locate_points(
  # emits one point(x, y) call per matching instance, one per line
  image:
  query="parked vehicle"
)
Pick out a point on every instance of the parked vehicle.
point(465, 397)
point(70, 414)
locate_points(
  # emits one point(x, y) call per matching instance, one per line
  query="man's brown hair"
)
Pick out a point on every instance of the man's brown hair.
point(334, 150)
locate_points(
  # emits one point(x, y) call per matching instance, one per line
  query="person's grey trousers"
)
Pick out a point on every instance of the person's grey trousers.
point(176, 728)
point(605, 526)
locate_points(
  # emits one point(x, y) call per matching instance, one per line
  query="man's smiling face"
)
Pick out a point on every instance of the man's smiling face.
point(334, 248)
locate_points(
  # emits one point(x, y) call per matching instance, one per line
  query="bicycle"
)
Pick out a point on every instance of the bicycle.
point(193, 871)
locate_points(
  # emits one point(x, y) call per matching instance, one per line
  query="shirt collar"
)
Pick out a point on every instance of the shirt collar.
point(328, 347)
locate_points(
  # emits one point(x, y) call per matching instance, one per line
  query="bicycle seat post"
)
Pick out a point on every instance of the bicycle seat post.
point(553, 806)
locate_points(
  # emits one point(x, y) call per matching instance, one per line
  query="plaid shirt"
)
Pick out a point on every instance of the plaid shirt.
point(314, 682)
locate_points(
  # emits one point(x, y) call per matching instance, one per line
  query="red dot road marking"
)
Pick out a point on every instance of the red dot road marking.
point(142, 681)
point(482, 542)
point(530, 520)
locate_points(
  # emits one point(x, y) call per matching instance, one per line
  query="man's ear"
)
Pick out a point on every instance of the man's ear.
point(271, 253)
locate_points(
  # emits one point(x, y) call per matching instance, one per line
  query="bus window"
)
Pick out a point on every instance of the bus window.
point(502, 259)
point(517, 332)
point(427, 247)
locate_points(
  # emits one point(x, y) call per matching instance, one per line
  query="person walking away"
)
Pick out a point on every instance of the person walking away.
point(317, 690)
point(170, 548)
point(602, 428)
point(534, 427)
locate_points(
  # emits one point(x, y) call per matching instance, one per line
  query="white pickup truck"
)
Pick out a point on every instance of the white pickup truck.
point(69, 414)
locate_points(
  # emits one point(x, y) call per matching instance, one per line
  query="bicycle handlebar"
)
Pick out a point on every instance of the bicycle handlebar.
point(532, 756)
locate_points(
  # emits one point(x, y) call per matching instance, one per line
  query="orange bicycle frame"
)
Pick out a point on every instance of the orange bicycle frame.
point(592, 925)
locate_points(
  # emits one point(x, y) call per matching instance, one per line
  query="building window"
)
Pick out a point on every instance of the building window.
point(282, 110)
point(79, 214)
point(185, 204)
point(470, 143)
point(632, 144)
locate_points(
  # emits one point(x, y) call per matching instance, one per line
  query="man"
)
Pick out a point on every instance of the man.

> WHAT YOU SHOULD DO:
Copy the rows verbatim, from the first line through the line containing "point(334, 150)", both ends included.

> SOLUTION FOR THIS PROBLEM:
locate_points(
  # emits one point(x, y) call per matching instance, one per line
  image:
  query="parked vehicle"
)
Pick out a point on every instance of the parked vehicle.
point(465, 397)
point(70, 414)
locate_points(
  # emits one point(x, y) call per matching instance, one per line
  query="man's brown hair"
)
Pick out a point on every instance of the man's brown hair.
point(334, 150)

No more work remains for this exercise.